Zadania i ćwiczenia:
(A) Powtórz dokładnie, słowo w słowo, całą legendę o księciu bez duszy.
(B) Przekształć fragment listingu od wiersza zawierającego „Where can the lamp” aż do końca listingu, łącznie z oboma krańcami, w listę JSON łańcuchów, po jednym na każdy wiersz, z pominięciem pustych wierszy. Obrazów nie uwzględniaj w odpowiedzi.

Tekst do czytania:
---

Legendy Teutońskie
-
Książe bez duszy część pierwsza
Dawno, dawno temu w czasach gdy o Nowej Teutoni jeszcze nie słyszano, w jednym z księstw znajdujących się na jej ziemiach rządził Książę Syrkias. Książę ten był mężnym wojownikiem, jednak nie posiadał on duszy. Na nic były lamenty matek, gdy odbierał im dzieci, aby stanowiły jego elitarną armię. Nie wzruszały go również prośby wrogów o oszczędzenie im życia, gdy zdobył ich ziemię.
Władca nie czuł żadnych wyższych emocji, nie czuł miłości czy współczucia. Kraj, którym władał znajdował się w ruinie, a wieczne wojny tylko pogłębiały wszelkie piętrzące się problemy. Lud widział ich rozwiązanie w młodszym bracie Syrkiasa, Amadusie, który to był jego przeciwieństwem. Jednak Amadus wiedział, że aby przejąć władze, musiałby zanurzyć swoje dłoni w krwi brata, którego kochał.
Udał się więc po radę do dworskiego wróżbity, aby ten powiedział mu czy jest jakaś nadzieja.-Larygu, powiedz mi czy jest możliwe, aby mój brat dostał duszę, której mu przy narodzinach poskąpiono? - zapytał.

---

Wpisy oznaczania położenia obiektów:
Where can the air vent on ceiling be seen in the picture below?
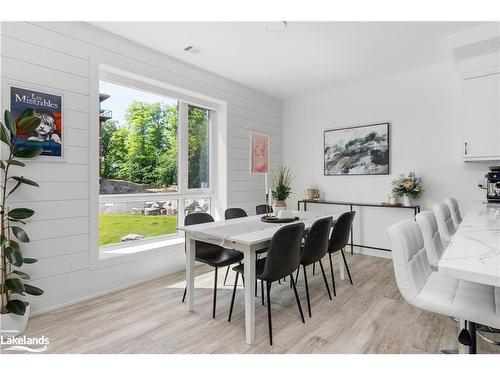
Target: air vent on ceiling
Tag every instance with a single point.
(192, 49)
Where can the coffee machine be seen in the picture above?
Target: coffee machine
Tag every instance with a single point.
(493, 185)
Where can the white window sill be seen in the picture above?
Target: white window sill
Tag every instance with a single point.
(138, 248)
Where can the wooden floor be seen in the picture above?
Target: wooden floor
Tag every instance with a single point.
(369, 317)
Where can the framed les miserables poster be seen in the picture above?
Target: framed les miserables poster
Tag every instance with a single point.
(49, 108)
(259, 153)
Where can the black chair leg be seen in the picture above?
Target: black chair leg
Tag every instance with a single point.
(269, 322)
(346, 267)
(333, 277)
(225, 277)
(215, 292)
(307, 291)
(262, 291)
(324, 278)
(232, 298)
(298, 300)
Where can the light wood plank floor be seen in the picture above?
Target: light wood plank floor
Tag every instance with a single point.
(369, 317)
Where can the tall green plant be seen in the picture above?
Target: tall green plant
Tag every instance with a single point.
(282, 183)
(13, 280)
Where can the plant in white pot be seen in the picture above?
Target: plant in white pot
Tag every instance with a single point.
(407, 187)
(282, 187)
(14, 311)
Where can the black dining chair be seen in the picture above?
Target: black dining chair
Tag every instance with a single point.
(314, 249)
(213, 255)
(261, 209)
(283, 259)
(339, 239)
(234, 213)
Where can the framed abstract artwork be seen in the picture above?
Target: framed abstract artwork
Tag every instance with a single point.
(259, 153)
(358, 150)
(48, 107)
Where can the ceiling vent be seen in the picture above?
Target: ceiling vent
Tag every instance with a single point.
(192, 49)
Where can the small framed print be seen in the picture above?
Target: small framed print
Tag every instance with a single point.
(259, 153)
(48, 106)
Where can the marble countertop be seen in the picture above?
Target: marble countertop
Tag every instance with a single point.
(474, 251)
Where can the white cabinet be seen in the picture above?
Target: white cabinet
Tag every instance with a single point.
(482, 118)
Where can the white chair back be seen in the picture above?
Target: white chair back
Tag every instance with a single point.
(409, 257)
(432, 240)
(454, 210)
(445, 222)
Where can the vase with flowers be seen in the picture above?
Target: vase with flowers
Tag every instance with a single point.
(407, 187)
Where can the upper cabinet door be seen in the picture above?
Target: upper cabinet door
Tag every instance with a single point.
(482, 116)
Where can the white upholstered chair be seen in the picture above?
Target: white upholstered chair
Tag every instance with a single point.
(445, 222)
(432, 240)
(454, 210)
(434, 292)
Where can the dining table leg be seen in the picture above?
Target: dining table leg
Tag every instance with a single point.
(190, 269)
(249, 262)
(342, 267)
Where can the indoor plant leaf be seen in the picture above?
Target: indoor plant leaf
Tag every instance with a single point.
(28, 123)
(16, 162)
(20, 213)
(4, 136)
(15, 285)
(9, 122)
(20, 234)
(17, 221)
(14, 188)
(27, 153)
(22, 275)
(23, 180)
(14, 255)
(16, 307)
(33, 290)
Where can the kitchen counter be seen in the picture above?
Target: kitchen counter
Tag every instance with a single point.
(474, 251)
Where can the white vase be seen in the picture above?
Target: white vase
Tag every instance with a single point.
(406, 200)
(12, 325)
(278, 206)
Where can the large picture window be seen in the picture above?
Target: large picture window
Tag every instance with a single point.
(141, 196)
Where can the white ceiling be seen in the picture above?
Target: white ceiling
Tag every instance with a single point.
(306, 56)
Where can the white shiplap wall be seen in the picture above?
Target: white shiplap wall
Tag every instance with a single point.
(57, 56)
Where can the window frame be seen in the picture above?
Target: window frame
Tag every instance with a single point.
(183, 192)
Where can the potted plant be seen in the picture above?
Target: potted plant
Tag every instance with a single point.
(282, 181)
(407, 187)
(14, 311)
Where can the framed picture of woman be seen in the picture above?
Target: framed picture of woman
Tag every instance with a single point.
(259, 153)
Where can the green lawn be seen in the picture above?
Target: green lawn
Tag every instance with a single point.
(113, 227)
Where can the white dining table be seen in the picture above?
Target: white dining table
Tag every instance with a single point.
(247, 235)
(474, 251)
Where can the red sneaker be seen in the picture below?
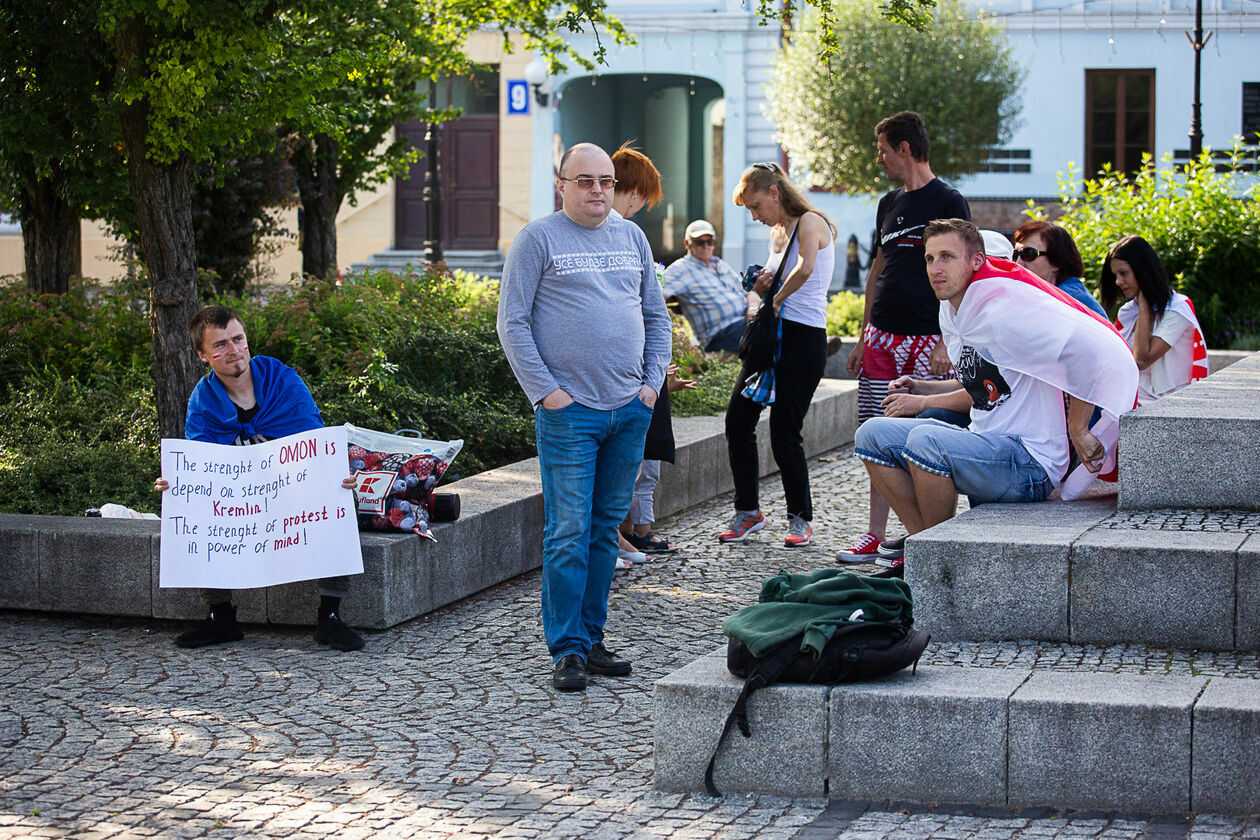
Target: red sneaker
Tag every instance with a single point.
(744, 523)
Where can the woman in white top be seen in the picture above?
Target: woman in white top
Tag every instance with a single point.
(800, 304)
(1158, 323)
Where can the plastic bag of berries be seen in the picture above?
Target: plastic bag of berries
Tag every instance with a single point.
(397, 475)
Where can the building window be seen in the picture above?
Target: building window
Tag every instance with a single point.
(1119, 119)
(1008, 160)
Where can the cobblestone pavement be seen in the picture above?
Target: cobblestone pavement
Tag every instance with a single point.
(446, 727)
(1230, 522)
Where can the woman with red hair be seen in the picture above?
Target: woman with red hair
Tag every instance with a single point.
(1047, 251)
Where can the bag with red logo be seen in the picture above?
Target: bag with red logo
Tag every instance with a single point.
(396, 479)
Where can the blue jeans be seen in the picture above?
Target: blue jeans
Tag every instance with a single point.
(985, 466)
(589, 460)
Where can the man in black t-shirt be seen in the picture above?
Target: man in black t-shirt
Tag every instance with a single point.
(899, 326)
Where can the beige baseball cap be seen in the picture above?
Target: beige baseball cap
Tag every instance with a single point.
(699, 228)
(997, 244)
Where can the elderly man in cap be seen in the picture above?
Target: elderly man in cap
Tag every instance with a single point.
(710, 291)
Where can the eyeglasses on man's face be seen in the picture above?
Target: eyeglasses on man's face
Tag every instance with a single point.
(586, 181)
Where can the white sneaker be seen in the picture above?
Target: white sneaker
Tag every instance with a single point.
(631, 557)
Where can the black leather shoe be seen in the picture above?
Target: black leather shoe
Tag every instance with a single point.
(604, 661)
(570, 674)
(333, 631)
(218, 627)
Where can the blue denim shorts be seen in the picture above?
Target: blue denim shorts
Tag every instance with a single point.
(984, 466)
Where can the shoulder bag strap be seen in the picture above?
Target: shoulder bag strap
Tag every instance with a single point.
(766, 673)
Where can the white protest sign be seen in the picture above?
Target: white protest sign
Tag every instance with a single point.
(242, 516)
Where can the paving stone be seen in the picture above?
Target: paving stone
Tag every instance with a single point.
(1226, 742)
(938, 734)
(456, 704)
(1166, 587)
(1114, 741)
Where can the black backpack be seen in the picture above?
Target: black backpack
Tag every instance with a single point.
(858, 650)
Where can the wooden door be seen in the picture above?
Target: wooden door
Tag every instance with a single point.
(470, 183)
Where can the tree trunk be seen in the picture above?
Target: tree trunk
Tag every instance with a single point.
(161, 195)
(316, 163)
(49, 236)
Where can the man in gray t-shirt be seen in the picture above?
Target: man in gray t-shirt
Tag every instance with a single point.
(585, 328)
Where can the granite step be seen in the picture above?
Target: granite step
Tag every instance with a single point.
(1088, 573)
(1088, 732)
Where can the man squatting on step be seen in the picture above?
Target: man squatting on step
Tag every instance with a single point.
(584, 325)
(246, 401)
(1018, 344)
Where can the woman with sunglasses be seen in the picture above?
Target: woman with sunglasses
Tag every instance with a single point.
(803, 242)
(1158, 323)
(1047, 251)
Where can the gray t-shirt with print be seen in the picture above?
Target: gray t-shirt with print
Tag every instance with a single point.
(580, 309)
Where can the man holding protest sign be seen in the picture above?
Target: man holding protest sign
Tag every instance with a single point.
(247, 401)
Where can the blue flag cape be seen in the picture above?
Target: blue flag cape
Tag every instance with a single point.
(285, 406)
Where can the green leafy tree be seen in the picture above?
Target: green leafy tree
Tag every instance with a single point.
(1202, 219)
(58, 153)
(195, 81)
(236, 217)
(959, 73)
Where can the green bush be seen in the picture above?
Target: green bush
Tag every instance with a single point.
(844, 314)
(67, 446)
(1202, 219)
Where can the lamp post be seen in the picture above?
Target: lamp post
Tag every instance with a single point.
(1198, 43)
(432, 194)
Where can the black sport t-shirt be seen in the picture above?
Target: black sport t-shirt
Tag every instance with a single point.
(904, 299)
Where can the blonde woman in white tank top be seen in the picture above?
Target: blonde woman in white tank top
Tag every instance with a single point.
(800, 304)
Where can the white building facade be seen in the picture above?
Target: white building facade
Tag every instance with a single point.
(1106, 81)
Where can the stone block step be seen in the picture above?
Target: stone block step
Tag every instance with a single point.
(1006, 737)
(1196, 447)
(1088, 573)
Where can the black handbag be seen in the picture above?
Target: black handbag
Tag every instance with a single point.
(760, 336)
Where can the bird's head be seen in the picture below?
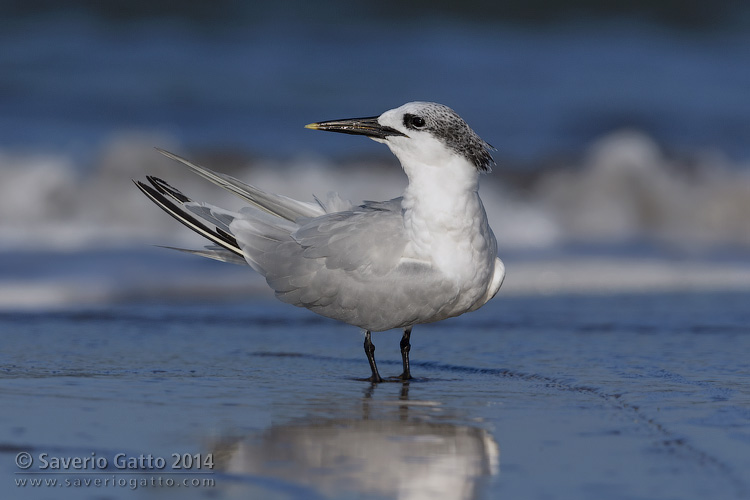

---

Odpowiedzi do zadań:
(A)
Legendy Teutońskie
-
Książe bez duszy część pierwsza
Dawno, dawno temu w czasach gdy o Nowej Teutoni jeszcze nie słyszano, w jednym z księstw znajdujących się na jej ziemiach rządził Książę Syrkias. Książę ten był mężnym wojownikiem, jednak nie posiadał on duszy. Na nic były lamenty matek, gdy odbierał im dzieci, aby stanowiły jego elitarną armię. Nie wzruszały go również prośby wrogów o oszczędzenie im życia, gdy zdobył ich ziemię.
Władca nie czuł żadnych wyższych emocji, nie czuł miłości czy współczucia. Kraj, którym władał znajdował się w ruinie, a wieczne wojny tylko pogłębiały wszelkie piętrzące się problemy. Lud widział ich rozwiązanie w młodszym bracie Syrkiasa, Amadusie, który to był jego przeciwieństwem. Jednak Amadus wiedział, że aby przejąć władze, musiałby zanurzyć swoje dłoni w krwi brata, którego kochał.
Udał się więc po radę do dworskiego wróżbity, aby ten powiedział mu czy jest jakaś nadzieja.-Larygu, powiedz mi czy jest możliwe, aby mój brat dostał duszę, której mu przy narodzinach poskąpiono? - zapytał.

(B)
[
  "Where can the lamp post be seen in the picture above?",
  "Target: lamp post",
  "Tag every instance with a single point.",
  "(1198, 43)",
  "(432, 194)",
  "Where can the black sport t-shirt be seen in the picture above?",
  "Target: black sport t-shirt",
  "Tag every instance with a single point.",
  "(904, 299)",
  "Where can the blonde woman in white tank top be seen in the picture above?",
  "Target: blonde woman in white tank top",
  "Tag every instance with a single point.",
  "(800, 304)",
  "Where can the white building facade be seen in the picture above?",
  "Target: white building facade",
  "Tag every instance with a single point.",
  "(1106, 81)",
  "Where can the stone block step be seen in the picture above?",
  "Target: stone block step",
  "Tag every instance with a single point.",
  "(1006, 737)",
  "(1196, 447)",
  "(1088, 573)",
  "Where can the black handbag be seen in the picture above?",
  "Target: black handbag",
  "Tag every instance with a single point.",
  "(760, 336)",
  "Where can the bird's head be seen in the picture below?"
]